Records from a data source
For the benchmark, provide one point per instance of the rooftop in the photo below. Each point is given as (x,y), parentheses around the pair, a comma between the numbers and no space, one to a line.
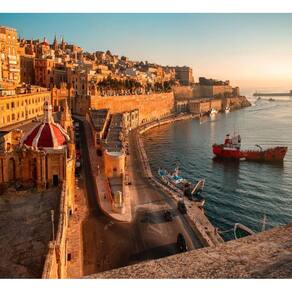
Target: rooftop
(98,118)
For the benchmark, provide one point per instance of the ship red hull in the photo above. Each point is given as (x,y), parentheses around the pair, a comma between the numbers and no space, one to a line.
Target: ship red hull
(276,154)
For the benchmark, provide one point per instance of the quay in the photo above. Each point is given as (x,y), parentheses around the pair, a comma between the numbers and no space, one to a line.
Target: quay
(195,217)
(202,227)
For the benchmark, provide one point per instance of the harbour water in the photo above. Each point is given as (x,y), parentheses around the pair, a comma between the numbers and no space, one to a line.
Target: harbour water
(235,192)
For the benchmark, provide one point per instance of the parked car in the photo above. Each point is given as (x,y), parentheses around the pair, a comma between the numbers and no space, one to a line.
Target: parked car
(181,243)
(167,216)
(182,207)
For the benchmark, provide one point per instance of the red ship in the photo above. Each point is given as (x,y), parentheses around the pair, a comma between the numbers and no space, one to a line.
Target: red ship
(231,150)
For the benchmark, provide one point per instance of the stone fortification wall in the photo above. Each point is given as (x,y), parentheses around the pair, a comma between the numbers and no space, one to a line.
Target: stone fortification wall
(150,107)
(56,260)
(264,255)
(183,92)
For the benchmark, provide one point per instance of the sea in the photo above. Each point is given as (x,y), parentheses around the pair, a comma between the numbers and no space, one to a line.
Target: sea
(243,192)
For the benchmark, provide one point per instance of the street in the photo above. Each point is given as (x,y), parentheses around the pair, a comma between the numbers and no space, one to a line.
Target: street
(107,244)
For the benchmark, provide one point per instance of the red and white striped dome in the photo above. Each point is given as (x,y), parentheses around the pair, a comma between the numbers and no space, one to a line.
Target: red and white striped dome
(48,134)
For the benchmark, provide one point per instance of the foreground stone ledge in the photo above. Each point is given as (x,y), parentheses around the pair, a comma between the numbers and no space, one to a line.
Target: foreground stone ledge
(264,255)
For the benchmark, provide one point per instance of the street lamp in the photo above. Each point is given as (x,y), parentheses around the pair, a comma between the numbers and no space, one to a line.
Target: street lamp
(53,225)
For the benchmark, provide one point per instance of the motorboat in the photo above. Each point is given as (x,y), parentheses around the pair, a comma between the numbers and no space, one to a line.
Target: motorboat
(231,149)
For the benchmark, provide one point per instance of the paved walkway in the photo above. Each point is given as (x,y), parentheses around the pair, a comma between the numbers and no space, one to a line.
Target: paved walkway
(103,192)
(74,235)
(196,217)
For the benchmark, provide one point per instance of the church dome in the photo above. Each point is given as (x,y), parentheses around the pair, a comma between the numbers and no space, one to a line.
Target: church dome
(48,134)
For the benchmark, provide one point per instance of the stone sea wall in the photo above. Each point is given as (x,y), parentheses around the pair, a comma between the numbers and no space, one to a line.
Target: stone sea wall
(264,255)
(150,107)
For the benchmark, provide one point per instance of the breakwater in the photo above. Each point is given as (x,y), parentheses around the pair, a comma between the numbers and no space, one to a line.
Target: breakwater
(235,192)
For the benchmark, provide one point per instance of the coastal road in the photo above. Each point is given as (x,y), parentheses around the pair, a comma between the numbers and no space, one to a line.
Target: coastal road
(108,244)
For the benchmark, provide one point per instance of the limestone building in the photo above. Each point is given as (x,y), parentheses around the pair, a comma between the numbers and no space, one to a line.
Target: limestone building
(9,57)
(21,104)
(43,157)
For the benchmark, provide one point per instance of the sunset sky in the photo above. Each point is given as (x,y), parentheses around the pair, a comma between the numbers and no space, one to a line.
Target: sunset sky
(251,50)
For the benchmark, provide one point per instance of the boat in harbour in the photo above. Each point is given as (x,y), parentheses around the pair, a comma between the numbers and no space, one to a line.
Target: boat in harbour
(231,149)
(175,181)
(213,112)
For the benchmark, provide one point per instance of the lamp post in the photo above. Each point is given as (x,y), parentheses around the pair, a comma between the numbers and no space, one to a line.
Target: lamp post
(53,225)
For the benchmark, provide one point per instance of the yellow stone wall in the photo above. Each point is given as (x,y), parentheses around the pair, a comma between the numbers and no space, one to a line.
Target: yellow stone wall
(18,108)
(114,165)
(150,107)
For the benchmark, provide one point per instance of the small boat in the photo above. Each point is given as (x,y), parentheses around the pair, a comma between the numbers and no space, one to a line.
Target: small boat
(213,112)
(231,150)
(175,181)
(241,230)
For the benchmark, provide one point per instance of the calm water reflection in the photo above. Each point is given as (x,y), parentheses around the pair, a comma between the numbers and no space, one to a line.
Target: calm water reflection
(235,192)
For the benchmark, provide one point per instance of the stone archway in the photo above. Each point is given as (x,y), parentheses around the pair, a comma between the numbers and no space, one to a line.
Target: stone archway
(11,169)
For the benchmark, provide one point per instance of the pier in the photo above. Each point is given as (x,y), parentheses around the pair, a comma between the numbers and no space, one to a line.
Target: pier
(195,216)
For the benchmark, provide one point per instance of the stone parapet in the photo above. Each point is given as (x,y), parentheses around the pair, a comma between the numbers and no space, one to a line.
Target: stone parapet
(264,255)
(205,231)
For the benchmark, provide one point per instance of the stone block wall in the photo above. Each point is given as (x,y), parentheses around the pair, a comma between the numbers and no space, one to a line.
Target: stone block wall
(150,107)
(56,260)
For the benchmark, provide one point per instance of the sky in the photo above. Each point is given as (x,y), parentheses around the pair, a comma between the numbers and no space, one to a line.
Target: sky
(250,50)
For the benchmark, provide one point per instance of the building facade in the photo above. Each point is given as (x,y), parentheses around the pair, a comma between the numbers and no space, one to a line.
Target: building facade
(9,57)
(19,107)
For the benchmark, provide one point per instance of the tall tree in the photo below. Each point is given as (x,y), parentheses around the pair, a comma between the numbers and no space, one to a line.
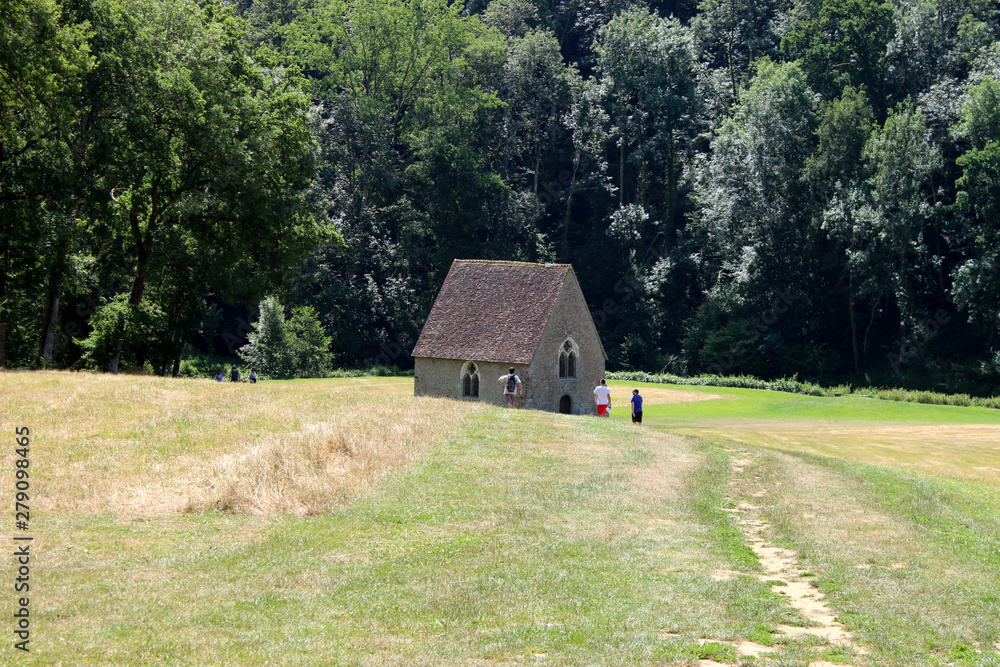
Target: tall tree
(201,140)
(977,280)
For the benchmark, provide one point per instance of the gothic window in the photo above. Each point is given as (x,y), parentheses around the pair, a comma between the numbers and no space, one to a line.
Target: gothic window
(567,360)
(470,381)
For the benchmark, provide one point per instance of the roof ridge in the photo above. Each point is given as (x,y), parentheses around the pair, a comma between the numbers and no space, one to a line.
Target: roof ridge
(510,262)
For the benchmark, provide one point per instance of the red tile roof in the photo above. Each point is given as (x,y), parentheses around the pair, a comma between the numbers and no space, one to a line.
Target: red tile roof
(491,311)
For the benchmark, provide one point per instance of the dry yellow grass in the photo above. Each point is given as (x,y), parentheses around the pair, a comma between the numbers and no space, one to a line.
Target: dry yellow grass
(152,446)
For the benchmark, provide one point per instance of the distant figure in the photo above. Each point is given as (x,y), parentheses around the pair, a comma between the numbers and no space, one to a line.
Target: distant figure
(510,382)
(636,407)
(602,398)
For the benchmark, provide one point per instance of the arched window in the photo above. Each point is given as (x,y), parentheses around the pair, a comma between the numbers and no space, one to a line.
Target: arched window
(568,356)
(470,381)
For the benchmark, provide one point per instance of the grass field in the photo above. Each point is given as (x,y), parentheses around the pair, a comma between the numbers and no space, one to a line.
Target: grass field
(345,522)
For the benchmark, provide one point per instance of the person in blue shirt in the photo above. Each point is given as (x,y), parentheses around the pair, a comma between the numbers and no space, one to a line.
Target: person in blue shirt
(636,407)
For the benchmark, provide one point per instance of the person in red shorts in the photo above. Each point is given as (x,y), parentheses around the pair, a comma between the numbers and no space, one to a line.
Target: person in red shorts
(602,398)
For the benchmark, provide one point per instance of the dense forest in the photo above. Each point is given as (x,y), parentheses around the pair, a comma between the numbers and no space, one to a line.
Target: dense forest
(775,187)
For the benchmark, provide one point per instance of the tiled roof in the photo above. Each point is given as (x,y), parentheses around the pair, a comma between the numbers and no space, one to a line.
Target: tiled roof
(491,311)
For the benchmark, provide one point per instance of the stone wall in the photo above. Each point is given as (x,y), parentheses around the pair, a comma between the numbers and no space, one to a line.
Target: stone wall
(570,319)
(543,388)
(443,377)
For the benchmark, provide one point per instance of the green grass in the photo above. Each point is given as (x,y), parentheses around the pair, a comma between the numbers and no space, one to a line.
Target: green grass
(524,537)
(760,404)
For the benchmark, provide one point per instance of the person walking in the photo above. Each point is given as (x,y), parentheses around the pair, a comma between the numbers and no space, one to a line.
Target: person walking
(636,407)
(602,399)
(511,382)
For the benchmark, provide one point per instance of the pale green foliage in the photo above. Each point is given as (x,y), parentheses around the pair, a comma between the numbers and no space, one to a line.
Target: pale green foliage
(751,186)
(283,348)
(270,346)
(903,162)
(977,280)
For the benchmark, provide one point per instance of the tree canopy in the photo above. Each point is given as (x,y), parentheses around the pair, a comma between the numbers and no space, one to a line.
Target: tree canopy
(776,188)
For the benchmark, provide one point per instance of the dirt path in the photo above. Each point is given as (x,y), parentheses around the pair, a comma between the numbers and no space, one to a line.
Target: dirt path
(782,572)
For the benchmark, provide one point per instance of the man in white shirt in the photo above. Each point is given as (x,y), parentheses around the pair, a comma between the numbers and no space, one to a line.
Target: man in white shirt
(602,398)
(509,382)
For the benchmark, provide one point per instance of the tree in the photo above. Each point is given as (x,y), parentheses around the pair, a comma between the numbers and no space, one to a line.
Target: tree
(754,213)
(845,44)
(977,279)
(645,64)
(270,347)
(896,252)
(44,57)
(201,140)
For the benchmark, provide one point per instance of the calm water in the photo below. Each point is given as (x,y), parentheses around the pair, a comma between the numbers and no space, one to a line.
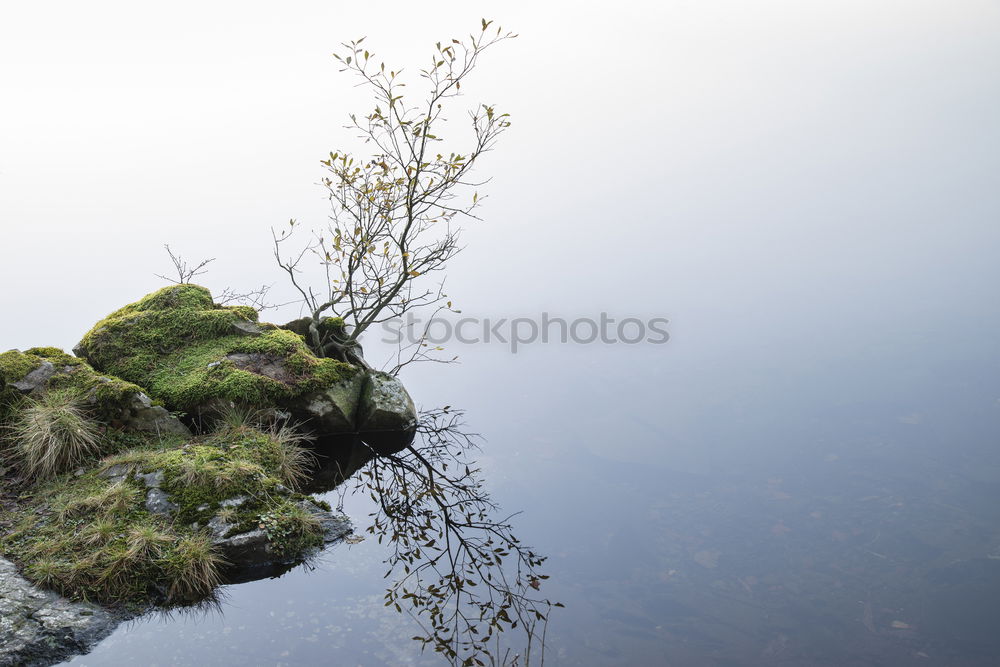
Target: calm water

Problem ▸ In the data above, find the line containing "the stone wall"; from there, please write out each line through the end, exactly, with the pictures omitted.

Completed exercise ▸
For the benchmark, provide one point per instance of the stone wall in the photo above. Each point is given as (x,y), parentheses around the pair, a comma between the numbers and no space, one to a line.
Target: stone wall
(570,319)
(543,388)
(443,377)
For the benchmark, provide one point per instance of the green grass in the photo above. Each point is given as (x,y), parentheses around the pair, a comma between the numbers and no space, one to a line.
Target: green grass
(524,537)
(760,404)
For the benchmark, provide one point per instance of the person walking in the photo above. Each point is given as (x,y), parentheses around the pair, a comma between the numbers and no space, one to a line.
Target: person walking
(636,407)
(602,399)
(511,382)
For the benchmark, provide one point per instance of the pale green foliage in the photo above. Each point is given as (x,y), parentheses around the pair, a comma between the numbers and no space, one to a line.
Target: pale green foliage
(751,186)
(283,348)
(270,346)
(903,162)
(977,280)
For the benchmark, provide one point per instance of the tree canopy in the photo above. Each point is given as (x,y), parentheses around the pair, a comma between the numbers and no space, one to a line.
Target: tree canopy
(776,188)
For the benchmark, provide one point per instance of the dirt path in the photo above. Each point is given as (x,y), parentheses around the pair, a comma between the numbers and no space, one to a line.
Target: dirt path
(782,572)
For the benchmark, provide one point per instance of the man in white shirt in the photo above. Each point is given as (x,y), parentheses around the pair, a comma between the numbers and no space, one to a line.
Target: man in white shirt
(602,398)
(509,382)
For the benchmark, provide one point per instance of the tree in the photo above. Each point is given as (x,y), parentheses around the pair, a comma between the numbers and no space, one to a line.
Target: tree
(754,213)
(845,44)
(977,279)
(645,64)
(270,347)
(896,252)
(44,57)
(201,140)
For the benchmark, provide one point per instance of the calm water in the photo below. Each point is given as (x,y), parentheses around the pair, a comma between the numbers and no space, one to a line.
Target: calm water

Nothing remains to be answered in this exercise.